**WORK REQUIRED**
Write out the listing beneath this instruction in its entirety, exactly as it reads.

++++

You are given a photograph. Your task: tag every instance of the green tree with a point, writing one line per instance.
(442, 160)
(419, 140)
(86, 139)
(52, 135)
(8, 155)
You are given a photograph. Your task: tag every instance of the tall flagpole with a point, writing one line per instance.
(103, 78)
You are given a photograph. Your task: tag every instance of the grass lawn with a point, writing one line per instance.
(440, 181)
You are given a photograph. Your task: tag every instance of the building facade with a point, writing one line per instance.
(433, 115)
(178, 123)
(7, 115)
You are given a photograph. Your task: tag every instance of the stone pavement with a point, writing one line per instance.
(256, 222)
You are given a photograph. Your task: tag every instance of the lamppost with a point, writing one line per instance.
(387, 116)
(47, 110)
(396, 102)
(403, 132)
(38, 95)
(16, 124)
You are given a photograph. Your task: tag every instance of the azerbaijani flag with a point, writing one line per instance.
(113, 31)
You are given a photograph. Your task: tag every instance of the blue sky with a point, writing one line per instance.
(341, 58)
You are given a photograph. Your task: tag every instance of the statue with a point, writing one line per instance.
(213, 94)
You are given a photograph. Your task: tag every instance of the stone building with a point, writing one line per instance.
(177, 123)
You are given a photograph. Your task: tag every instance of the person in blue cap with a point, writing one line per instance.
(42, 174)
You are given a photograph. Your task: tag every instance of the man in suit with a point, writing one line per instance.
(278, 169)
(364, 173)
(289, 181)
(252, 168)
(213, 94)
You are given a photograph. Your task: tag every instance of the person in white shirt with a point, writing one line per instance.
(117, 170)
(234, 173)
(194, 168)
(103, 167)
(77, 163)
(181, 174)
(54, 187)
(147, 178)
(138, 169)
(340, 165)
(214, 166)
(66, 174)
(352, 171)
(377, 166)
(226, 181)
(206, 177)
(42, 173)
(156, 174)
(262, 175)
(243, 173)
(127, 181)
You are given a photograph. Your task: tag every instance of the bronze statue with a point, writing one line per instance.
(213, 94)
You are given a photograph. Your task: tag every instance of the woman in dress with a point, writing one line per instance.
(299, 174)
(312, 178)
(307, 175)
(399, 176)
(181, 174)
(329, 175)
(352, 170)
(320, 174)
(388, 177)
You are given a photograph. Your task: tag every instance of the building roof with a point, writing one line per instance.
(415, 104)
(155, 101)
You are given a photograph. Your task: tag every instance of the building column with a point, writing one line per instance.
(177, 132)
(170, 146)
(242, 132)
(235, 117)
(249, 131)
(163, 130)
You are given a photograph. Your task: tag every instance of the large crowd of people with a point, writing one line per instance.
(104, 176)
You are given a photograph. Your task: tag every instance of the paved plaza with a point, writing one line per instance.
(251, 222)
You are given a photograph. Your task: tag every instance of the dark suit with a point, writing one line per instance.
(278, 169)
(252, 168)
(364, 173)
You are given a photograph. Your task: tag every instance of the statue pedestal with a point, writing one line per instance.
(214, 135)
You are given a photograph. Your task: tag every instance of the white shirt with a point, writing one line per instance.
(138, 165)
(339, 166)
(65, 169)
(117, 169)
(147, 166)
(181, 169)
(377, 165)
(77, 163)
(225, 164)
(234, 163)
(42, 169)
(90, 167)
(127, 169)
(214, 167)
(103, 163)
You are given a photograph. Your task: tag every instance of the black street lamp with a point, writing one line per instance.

++++

**SOLUTION BELOW**
You are given a photograph. Your task: tag every instance of the green tree with a point, writing one line per instance.
(442, 160)
(419, 140)
(86, 139)
(52, 135)
(8, 155)
You are given a photograph. Your task: tag every instance of the tall flagpole with a point, writing one line per instance.
(103, 78)
You are given a photograph. Your task: tag every instance of the grass lawn with a point, writing one line per instance.
(440, 181)
You are given a photograph. Your task: tag every instance of the building facade with a point, writing one line per instance.
(433, 115)
(178, 123)
(7, 115)
You are given a photograph. Your task: tag every instance of the stone pavement with a point, writing one line per instance.
(256, 222)
You are given a photograph. Your task: tag every instance of the lamppost with a point, writing one line per instance.
(387, 116)
(47, 110)
(396, 102)
(403, 132)
(38, 95)
(16, 124)
You are given a photograph. Your task: tag every instance of the azerbaijani flag with a point, writing one line per instance.
(113, 31)
You are given a photograph. Your task: tag every instance of the blue sky with a point, writing one line per instance.
(341, 58)
You are given a photograph. Your task: tag every instance of the statue with a point, writing one line per instance.
(213, 94)
You are given a photograph. Your task: tag every instance of the stone building with a point, writing one line per instance.
(177, 123)
You are given a photograph. Your task: tag every instance of the person in blue cap with a point, writing one line per instance.
(42, 174)
You are given a photograph. Your task: tag every instance of the man in suit with a point, writing one line per instance.
(278, 169)
(364, 173)
(289, 181)
(252, 168)
(213, 94)
You are given a photograph. Your task: tag every instance of the person in white shirt with a point, writing one line per instance.
(117, 170)
(234, 173)
(194, 168)
(103, 167)
(77, 163)
(181, 174)
(54, 187)
(147, 178)
(138, 169)
(340, 165)
(214, 166)
(66, 174)
(352, 171)
(377, 166)
(226, 181)
(206, 177)
(42, 173)
(156, 174)
(262, 175)
(243, 173)
(127, 181)
You are given a photograph. Your task: tag every instance of the bronze statue with a point, writing one line per instance.
(213, 94)
You are given a photograph. Your task: tag every instance of the woman in dress with a point, writing one line per instance.
(299, 174)
(312, 178)
(307, 175)
(399, 176)
(181, 174)
(329, 175)
(352, 170)
(320, 174)
(388, 177)
You are given a photograph. Your task: tag every instance of the building roof with a point, writing one line per instance.
(415, 104)
(155, 101)
You are given a photograph. Your task: tag every instance of the building column with a point, writing one line per instance.
(177, 132)
(170, 146)
(242, 132)
(235, 117)
(249, 131)
(163, 130)
You are given a photograph. Your task: tag every instance of the large crowd of people with a point, writing one line per instance.
(104, 176)
You are given a photograph. Your task: tag every instance of the paved plaza with a point, writing one line per instance.
(251, 222)
You are given a photograph. Your task: tag every instance of the dark suit with a point, writing one line per instance.
(278, 169)
(252, 168)
(364, 173)
You are given a photograph. Your task: tag every instance of the statue pedestal with a point, writing one line per instance.
(214, 135)
You are given a photograph. Your task: tag every instance of the white shirt with a point, writing one line per instance.
(138, 165)
(339, 166)
(65, 169)
(117, 169)
(147, 166)
(181, 169)
(377, 165)
(77, 163)
(225, 164)
(234, 163)
(42, 169)
(90, 167)
(127, 169)
(214, 167)
(103, 163)
You are given a photograph. Your task: tag every instance of the black street lamp with a point, writing one line per instance.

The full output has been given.